:: Отрывок для чтения ::

Коль скоро парадоксы из различных областей легко поддаются "совмещению" - пример тому и древний грек, который имеет рога только потому, что он их не терял, и тот несчастный, страдавший выпадением волос, который так и не разобрался, когда же он стал лысым, и более современный расселовский брадобрей - то нельзя ли попытаться восстановить (если хотите, "сконструировать") в чистом виде, даже более рафинированном, чем математическая конструкция, тот мир, те онтологические принципы устройства мира, в котором есть место для парадоксов? Вот здесь-то нам и помогут, согласно Делезу, античные стоики. Они учили, что "в конечном счете существует единство всех тел в стихии первичного Огня" [1]. Тела возникают и существуют изначально так, что для них и их положений есть только одно измерение времени - настоящее. В самом деле, если их "изначальное и подлинное" бытие - бытие "в составе" Огня (или, что то же самое, в том потоке, суть которого составляет "текучесть"), то у "вещей" как таковых в их истоках нет и не может быть ни прошлого, ни будущего. А если это верно, то в таком мире таких "вещей" не может быть причинно-следственных связей. Их единство, то есть их совместное существование, может быть выражено разве что понятием "судьбы", вовсе не тождественном понятию абсолютной детерминированности, связывающей "прошлое" с "настоящим" и "будущим". У них "общая судьба": каждое тело, в определенном смысле, есть "причина" любого другого. Это их единственная связь.

:::

- _Задания_
a – Сократите абзац отрывка о стоиках, который начинается словами «Коль скоро парадоксы», или изложите его списком, сохранив главные факты.
b – Перепишите записи от строки, где стоит «of the yellow», до самого конца записей, заменив «white car» на «red car». Остальное оставьте без изменений.

:: Данные для работы ::

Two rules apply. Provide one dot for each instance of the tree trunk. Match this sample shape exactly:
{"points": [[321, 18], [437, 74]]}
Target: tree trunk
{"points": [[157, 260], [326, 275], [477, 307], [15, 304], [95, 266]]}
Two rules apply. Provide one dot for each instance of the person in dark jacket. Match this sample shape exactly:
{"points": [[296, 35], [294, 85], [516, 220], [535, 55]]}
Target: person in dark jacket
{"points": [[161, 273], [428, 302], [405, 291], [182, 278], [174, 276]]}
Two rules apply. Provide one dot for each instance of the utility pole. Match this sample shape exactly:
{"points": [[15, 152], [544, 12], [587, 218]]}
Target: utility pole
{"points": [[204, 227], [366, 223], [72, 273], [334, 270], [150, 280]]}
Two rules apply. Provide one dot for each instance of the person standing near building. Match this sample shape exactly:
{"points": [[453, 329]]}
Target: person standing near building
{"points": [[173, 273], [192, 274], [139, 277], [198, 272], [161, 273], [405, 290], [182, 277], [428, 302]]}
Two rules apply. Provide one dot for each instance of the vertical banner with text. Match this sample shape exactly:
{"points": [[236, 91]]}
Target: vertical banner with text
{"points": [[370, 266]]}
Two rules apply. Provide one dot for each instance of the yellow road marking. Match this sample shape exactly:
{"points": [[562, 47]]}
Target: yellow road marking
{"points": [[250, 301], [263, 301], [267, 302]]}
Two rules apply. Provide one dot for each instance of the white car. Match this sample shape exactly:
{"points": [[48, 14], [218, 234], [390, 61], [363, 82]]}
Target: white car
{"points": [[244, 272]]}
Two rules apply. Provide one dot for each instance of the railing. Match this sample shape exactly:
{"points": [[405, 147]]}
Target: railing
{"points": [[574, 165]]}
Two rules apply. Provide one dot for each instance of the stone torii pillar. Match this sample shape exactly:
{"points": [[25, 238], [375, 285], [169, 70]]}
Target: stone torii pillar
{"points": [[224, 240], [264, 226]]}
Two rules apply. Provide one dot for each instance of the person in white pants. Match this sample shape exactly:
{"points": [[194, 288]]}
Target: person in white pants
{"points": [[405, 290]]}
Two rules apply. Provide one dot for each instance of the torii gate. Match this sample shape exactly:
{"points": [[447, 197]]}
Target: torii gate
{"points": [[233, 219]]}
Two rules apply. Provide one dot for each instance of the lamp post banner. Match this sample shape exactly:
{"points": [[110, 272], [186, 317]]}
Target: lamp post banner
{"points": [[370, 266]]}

:::

- _Ответы_
a –
- Парадоксы из разных областей легко совмещаются. Примеры: древний грек, у которого есть рога, потому что он их не терял; человек, так и не понявший, когда стал лысым; расселовский брадобрей. Поэтому можно попробовать восстановить в чистом виде мир и онтологические принципы его устройства, при которых в нем есть место парадоксам.
- По Делезу, здесь помогают античные стоики. Они учили, что все тела едины в стихии первичного Огня.
- Для тел и их положений есть только одно измерение времени, настоящее. Их подлинное бытие находится в составе Огня, то есть в потоке, суть которого — текучесть. Поэтому у вещей в их истоках нет ни прошлого, ни будущего.
- Значит, в таком мире нет причинно-следственных связей. Единство тел выражается лишь понятием «судьбы», которое не тождественно абсолютной детерминированности.
- У тел общая судьба: каждое в определенном смысле есть «причина» любого другого. Это их единственная связь.

b –
Two rules apply. Provide one dot for each instance of the yellow road marking. Match this sample shape exactly:
{"points": [[562, 47]]}
Target: yellow road marking
{"points": [[250, 301], [263, 301], [267, 302]]}
Two rules apply. Provide one dot for each instance of the red car. Match this sample shape exactly:
{"points": [[48, 14], [218, 234], [390, 61], [363, 82]]}
Target: red car
{"points": [[244, 272]]}
Two rules apply. Provide one dot for each instance of the railing. Match this sample shape exactly:
{"points": [[405, 147]]}
Target: railing
{"points": [[574, 165]]}
Two rules apply. Provide one dot for each instance of the stone torii pillar. Match this sample shape exactly:
{"points": [[25, 238], [375, 285], [169, 70]]}
Target: stone torii pillar
{"points": [[224, 240], [264, 226]]}
Two rules apply. Provide one dot for each instance of the person in white pants. Match this sample shape exactly:
{"points": [[194, 288]]}
Target: person in white pants
{"points": [[405, 290]]}
Two rules apply. Provide one dot for each instance of the torii gate. Match this sample shape exactly:
{"points": [[447, 197]]}
Target: torii gate
{"points": [[233, 219]]}
Two rules apply. Provide one dot for each instance of the lamp post banner. Match this sample shape exactly:
{"points": [[110, 272], [186, 317]]}
Target: lamp post banner
{"points": [[370, 266]]}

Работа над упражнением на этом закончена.